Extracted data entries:
+===+
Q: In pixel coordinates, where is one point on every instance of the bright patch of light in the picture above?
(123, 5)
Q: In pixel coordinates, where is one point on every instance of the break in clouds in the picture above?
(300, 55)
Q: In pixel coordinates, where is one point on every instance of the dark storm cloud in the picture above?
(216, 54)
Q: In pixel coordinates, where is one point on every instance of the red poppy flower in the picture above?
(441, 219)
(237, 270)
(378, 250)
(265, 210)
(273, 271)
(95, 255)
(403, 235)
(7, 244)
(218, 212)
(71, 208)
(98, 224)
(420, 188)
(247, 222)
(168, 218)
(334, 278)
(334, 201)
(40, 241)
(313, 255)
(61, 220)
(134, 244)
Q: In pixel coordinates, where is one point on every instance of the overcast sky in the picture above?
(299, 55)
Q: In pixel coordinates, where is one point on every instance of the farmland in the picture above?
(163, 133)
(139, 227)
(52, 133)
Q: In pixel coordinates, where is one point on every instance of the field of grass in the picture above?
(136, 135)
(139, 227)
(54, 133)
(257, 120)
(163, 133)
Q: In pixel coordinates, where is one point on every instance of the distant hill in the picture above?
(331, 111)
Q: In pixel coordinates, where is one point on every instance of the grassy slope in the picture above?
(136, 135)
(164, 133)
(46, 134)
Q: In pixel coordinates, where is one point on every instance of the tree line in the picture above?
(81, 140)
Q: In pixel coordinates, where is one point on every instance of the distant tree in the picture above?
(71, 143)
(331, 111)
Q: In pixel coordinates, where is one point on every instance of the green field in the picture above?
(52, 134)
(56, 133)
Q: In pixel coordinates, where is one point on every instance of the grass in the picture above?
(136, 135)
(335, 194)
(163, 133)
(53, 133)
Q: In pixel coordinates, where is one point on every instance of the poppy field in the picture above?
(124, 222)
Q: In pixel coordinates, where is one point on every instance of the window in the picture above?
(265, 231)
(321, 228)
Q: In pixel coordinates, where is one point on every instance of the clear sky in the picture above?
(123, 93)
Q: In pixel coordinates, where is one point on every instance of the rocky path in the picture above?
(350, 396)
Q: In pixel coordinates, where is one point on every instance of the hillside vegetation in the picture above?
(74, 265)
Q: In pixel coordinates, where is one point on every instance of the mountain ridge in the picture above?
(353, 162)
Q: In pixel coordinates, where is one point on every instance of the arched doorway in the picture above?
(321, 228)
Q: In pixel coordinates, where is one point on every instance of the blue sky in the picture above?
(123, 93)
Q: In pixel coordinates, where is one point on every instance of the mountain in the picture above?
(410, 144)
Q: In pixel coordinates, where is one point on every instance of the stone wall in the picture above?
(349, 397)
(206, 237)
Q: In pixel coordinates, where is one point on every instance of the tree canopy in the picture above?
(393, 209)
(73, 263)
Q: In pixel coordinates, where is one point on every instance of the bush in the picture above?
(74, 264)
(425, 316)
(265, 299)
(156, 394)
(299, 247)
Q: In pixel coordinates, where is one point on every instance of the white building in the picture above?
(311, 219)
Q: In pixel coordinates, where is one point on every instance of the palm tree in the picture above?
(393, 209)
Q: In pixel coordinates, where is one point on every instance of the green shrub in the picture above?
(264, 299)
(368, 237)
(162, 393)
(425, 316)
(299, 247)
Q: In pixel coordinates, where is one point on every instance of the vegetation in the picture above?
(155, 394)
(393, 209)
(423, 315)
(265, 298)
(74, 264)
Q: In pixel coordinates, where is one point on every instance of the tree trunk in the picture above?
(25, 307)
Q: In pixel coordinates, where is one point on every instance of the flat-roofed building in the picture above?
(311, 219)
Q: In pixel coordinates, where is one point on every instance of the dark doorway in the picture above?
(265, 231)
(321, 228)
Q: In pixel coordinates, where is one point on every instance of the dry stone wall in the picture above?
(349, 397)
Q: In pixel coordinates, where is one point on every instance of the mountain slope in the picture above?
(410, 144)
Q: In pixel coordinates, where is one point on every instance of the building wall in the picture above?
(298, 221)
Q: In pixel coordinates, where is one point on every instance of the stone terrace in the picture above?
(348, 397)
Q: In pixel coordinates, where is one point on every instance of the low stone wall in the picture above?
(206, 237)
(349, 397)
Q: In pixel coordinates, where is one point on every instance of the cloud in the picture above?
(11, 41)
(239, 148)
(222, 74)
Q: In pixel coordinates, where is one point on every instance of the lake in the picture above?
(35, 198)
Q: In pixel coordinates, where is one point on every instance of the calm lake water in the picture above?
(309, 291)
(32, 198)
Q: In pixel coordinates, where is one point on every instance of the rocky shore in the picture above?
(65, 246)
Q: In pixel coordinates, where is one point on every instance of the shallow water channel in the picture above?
+===+
=== TASK BRIEF ===
Every record above should be written out exactly.

=== RESPONSE TO THIS TASK ===
Q: In pixel coordinates, where is one point on every instance of the bright patch of light in the picture above?
(123, 5)
Q: In pixel coordinates, where is one point on every instance of the break in clouds in the picture above?
(300, 55)
Q: In pixel coordinates, where is one point on every instance of the dark storm cloud in the picture above?
(216, 54)
Q: In pixel coordinates, where is one point on every instance of the red poppy flower in the picture above?
(441, 219)
(237, 270)
(378, 250)
(265, 210)
(273, 271)
(95, 255)
(403, 235)
(7, 244)
(218, 212)
(71, 208)
(98, 224)
(420, 188)
(247, 222)
(168, 218)
(334, 278)
(334, 201)
(40, 241)
(313, 255)
(61, 220)
(134, 244)
Q: In pixel coordinates, where is one point on every instance of the overcast sky in the picture above?
(299, 55)
Q: In pixel coordinates, where is one point on every instance of the farmland in the picture above?
(163, 133)
(139, 227)
(52, 133)
Q: In pixel coordinates, where is one point on every instance of the field of grass in the picture above?
(136, 135)
(139, 227)
(54, 133)
(257, 120)
(163, 133)
Q: In pixel coordinates, where is one point on every instance of the distant hill in the picture above?
(331, 111)
Q: In pixel coordinates, where is one point on every instance of the grassy slope in the picture above?
(136, 135)
(164, 133)
(46, 134)
Q: In pixel coordinates, where is one point on every instance of the tree line in the picture above?
(81, 140)
Q: In pixel coordinates, where is one point on every instance of the distant tree in the picture above?
(71, 143)
(331, 111)
Q: In pixel coordinates, where is one point on every instance of the green field in the picture above?
(52, 134)
(56, 133)
Q: In pixel coordinates, where is one point on every instance of the grass in the picture above?
(136, 135)
(335, 194)
(163, 133)
(53, 133)
Q: In pixel coordinates, where is one point on every instance of the poppy field in the picture above?
(124, 222)
Q: In pixel coordinates, where is one point on every instance of the window in the picture above?
(265, 231)
(321, 228)
Q: In pixel coordinates, where is one point on every instance of the clear sky in the picture above?
(123, 93)
Q: In pixel coordinates, where is one point on every instance of the rocky path in the picture above?
(350, 396)
Q: In pixel coordinates, where is one point on every instance of the hillside vegetation in the picture above?
(74, 265)
Q: In pixel coordinates, where is one point on every instance of the mountain ridge in the picture above?
(353, 162)
Q: In pixel coordinates, where is one point on every instance of the arched doorway in the picture above?
(321, 228)
Q: In pixel coordinates, where is one point on every instance of the blue sky in the picture above?
(123, 93)
Q: In pixel coordinates, where is one point on every instance of the mountain in the picture above?
(410, 144)
Q: In pixel coordinates, where is one point on every instance of the stone wall in the picture above?
(349, 397)
(206, 237)
Q: In pixel coordinates, where is one point on every instance of the tree canopy in the picture above?
(393, 209)
(73, 263)
Q: In pixel coordinates, where is one point on every instance of the bush in the picture above?
(74, 264)
(425, 316)
(265, 299)
(156, 394)
(299, 247)
Q: In pixel coordinates, where is one point on every instance of the white building in the picture above?
(311, 219)
Q: In pixel coordinates, where is one point on every instance of the palm tree in the picture above?
(393, 209)
Q: In pixel coordinates, where is one point on every instance of the green shrub in the picture above?
(264, 299)
(368, 237)
(162, 393)
(425, 316)
(299, 247)
Q: In pixel coordinates, where is one point on every instance of the vegetation in the picture above?
(155, 394)
(393, 209)
(423, 315)
(265, 298)
(74, 264)
Q: In pixel coordinates, where is one point on every instance of the tree trunk in the picture above?
(25, 307)
Q: In pixel coordinates, where is one point on every instance of the flat-roofed building in the picture above?
(311, 219)
Q: In pixel coordinates, where is one point on every instance of the dark doorway in the picture above?
(265, 231)
(321, 228)
Q: In pixel coordinates, where is one point on every instance of the dry stone wall in the picture above?
(349, 397)
Q: In pixel coordinates, where is one point on every instance of the mountain slope in the picture above?
(410, 144)
Q: In pixel coordinates, where is one point on every instance of the building wall in the picture above?
(298, 221)
Q: In pixel coordinates, where is one point on every instance of the stone terrace in the picture above?
(348, 397)
Q: In pixel coordinates, where is one point on every instance of the low stone wall in the picture above?
(206, 237)
(349, 397)
Q: In pixel coordinates, where is one point on every instance of the cloud in the picture above?
(11, 41)
(239, 148)
(222, 74)
Q: In pixel coordinates, where is one point on every instance of the lake in the picture above?
(35, 198)
Q: In pixel coordinates, where is one point on every instance of the calm lake water in the picture above?
(309, 291)
(32, 198)
Q: In pixel coordinates, where is one point on every instance of the rocky shore in the picture above?
(65, 246)
Q: In pixel coordinates, where is one point on every instance of the shallow water channel in the picture above?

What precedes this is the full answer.